◆ TASK DIRECTIONS ◆
Work through the data line by line, gathering every line that has the word "trousers".

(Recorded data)
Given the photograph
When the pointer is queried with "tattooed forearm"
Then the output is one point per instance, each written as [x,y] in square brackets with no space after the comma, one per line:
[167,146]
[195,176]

* * *

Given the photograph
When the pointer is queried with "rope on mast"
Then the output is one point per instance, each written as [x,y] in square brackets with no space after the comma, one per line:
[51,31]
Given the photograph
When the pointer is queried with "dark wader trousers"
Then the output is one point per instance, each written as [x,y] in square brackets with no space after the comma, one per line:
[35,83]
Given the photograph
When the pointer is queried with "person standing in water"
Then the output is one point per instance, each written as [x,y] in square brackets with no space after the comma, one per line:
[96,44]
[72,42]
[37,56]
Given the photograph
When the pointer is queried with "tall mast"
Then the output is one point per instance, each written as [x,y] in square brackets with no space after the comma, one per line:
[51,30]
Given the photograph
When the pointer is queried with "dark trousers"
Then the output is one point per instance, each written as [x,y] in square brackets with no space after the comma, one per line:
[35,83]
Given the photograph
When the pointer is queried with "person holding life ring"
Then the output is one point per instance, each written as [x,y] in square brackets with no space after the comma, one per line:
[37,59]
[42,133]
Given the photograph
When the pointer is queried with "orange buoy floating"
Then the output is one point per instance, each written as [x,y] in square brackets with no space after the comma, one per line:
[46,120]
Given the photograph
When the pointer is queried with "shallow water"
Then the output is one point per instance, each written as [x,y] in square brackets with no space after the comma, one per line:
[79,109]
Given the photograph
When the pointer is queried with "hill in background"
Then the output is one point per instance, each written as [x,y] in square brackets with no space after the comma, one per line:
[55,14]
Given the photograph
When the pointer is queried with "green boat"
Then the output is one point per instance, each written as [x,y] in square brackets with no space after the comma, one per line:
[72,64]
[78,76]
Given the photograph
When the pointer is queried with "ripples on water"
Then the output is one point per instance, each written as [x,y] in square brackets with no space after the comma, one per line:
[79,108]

◆ ANSWER TO THIS EXERCISE ◆
When the pointer is queried with "dark wader trousers"
When the pointer is queried with "dark trousers"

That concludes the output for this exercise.